- What you are asked to do -
Take the entries below and reproduce them word for word.
— BEGIN Source data —
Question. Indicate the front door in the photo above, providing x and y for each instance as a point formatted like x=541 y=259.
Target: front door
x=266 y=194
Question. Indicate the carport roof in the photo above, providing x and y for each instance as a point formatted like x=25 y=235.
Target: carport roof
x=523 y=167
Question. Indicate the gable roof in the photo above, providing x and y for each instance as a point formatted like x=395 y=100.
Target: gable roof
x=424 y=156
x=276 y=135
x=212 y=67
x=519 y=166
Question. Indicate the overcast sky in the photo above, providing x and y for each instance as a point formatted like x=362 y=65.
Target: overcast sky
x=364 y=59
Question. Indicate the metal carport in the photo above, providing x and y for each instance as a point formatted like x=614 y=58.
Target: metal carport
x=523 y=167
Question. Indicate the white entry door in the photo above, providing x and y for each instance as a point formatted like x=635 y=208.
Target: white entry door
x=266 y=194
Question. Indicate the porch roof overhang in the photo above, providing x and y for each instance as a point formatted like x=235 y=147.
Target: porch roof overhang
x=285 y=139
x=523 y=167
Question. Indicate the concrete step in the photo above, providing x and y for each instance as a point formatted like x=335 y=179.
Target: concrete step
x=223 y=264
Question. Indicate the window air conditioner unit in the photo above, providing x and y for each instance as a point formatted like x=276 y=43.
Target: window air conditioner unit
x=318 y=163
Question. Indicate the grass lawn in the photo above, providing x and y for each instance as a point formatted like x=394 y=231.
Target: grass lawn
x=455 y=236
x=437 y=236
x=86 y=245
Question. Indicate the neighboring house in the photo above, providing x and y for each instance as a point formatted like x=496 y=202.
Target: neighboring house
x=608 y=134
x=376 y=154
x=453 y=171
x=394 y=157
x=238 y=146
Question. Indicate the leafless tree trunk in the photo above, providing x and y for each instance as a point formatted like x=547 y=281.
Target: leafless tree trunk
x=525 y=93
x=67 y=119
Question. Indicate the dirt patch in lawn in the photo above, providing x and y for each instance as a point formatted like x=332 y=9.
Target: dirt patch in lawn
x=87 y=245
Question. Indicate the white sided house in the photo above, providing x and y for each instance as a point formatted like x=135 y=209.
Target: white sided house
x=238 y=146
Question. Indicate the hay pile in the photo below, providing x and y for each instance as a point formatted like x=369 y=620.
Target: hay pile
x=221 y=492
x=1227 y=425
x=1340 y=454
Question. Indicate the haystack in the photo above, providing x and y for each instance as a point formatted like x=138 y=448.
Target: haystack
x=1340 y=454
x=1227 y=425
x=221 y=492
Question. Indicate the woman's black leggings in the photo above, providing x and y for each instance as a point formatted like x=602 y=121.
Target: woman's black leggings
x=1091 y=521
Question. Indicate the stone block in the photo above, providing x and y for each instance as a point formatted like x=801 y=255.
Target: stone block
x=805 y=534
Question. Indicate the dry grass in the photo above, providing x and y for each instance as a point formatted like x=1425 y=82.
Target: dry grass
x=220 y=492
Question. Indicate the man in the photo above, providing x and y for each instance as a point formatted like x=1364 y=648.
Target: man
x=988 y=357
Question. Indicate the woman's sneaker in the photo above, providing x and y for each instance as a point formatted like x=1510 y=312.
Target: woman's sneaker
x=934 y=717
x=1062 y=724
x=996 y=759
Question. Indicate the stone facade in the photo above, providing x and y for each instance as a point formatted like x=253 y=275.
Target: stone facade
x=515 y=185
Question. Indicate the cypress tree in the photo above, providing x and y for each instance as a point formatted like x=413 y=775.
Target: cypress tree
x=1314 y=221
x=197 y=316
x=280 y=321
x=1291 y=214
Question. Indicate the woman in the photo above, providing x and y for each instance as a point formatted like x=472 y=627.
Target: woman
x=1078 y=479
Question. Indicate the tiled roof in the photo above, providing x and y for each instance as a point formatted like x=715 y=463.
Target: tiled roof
— END Source data —
- Result for this exercise -
Question. Indicate the front door in the photo above, providing x and y for each instance as a point formatted like x=541 y=259.
Target: front door
x=266 y=194
Question. Indicate the carport roof in the photo above, providing x and y for each instance as a point formatted like x=25 y=235.
Target: carport roof
x=523 y=167
Question. Indicate the gable roof in the photo above, providing x and y for each instance as a point formatted like x=395 y=100.
Target: gable roof
x=424 y=156
x=276 y=135
x=212 y=67
x=519 y=166
Question. Indicate the overcast sky in the photo above, providing x and y for each instance as a point formatted like x=362 y=65.
Target: overcast sky
x=364 y=59
Question. Indicate the metal carport in the photo above, providing x and y for each instance as a point formatted like x=614 y=58.
Target: metal carport
x=523 y=167
Question. Indicate the white entry door in the photo above, providing x and y for each instance as a point formatted like x=635 y=208.
Target: white entry door
x=266 y=194
Question. Indicate the porch roof overhang in the photo above, providing x and y for each instance as a point formatted like x=235 y=147.
Target: porch roof overhang
x=285 y=139
x=523 y=167
Question. Indicate the concrete step in the photo above, providing x and y for each instance as a point formatted like x=335 y=179.
Target: concrete step
x=223 y=264
Question. Indicate the window air conditioner unit in the photo above, providing x and y for each instance as a point formatted like x=276 y=43.
Target: window air conditioner unit
x=318 y=163
Question. Indicate the grass lawn in the photo above, providing x and y for each instance as a point formatted like x=394 y=231.
Target: grass lawn
x=455 y=236
x=437 y=236
x=86 y=245
Question. Indicate the neighboring house in the photo above, providing x and y for each instance as a point formatted like x=496 y=202.
Target: neighboring house
x=608 y=134
x=376 y=154
x=453 y=171
x=394 y=157
x=238 y=146
Question. Indicate the leafless tree trunk in the photo above, providing x and y for each instance as a point formatted like x=547 y=281.
Target: leafless tree trunk
x=525 y=93
x=67 y=119
Question. Indicate the dirt patch in lawn in the photo above, providing x and y for each instance as a point formatted like x=332 y=9.
Target: dirt patch in lawn
x=87 y=245
Question. Indicate the white sided house in the photo above, providing x and y for each instance as a point formatted like x=135 y=209.
Target: white sided house
x=238 y=146
Question. Indicate the hay pile in the photo below, providing x and y for each instance as a point formatted like x=369 y=620.
Target: hay pile
x=221 y=492
x=1227 y=425
x=1340 y=454
Question. Indicate the haystack in the photo above, providing x and y for each instance as a point formatted like x=138 y=448.
Target: haystack
x=1340 y=454
x=1227 y=425
x=221 y=492
Question. Indicate the woman's black leggings in the photo above, providing x and y for each instance as a point formatted like x=602 y=121.
Target: woman's black leggings
x=1091 y=521
Question. Indicate the stone block in the photo above, providing x and y for each instance as a point formatted like x=801 y=255.
Target: stone block
x=805 y=534
Question. Indicate the dry grass in the photo above, providing x and y for each instance as a point formatted like x=1425 y=82.
Target: dry grass
x=220 y=492
Question. Indicate the man in the photo above, providing x and y for each instance as a point formatted like x=1364 y=648.
Target: man
x=988 y=357
Question. Indicate the woman's sneaker in the photo above, providing x and y for each instance as a point formatted like x=1510 y=312.
Target: woman's sneaker
x=934 y=717
x=1062 y=724
x=996 y=759
Question. Indicate the stone facade in the photo above, providing x and y for each instance as a point formatted like x=253 y=275.
Target: stone facade
x=515 y=185
Question. Indicate the cypress tree in the photo above, providing x and y for each instance as a point formatted like x=413 y=775.
Target: cypress tree
x=1314 y=221
x=197 y=316
x=280 y=321
x=1291 y=214
Question. Indicate the woman in the photo above, providing x and y for each instance as a point formatted like x=472 y=627.
Target: woman
x=1078 y=479
Question. Indicate the tiled roof in the photo above, providing x and y for each instance as a point formatted like x=715 y=463.
Target: tiled roof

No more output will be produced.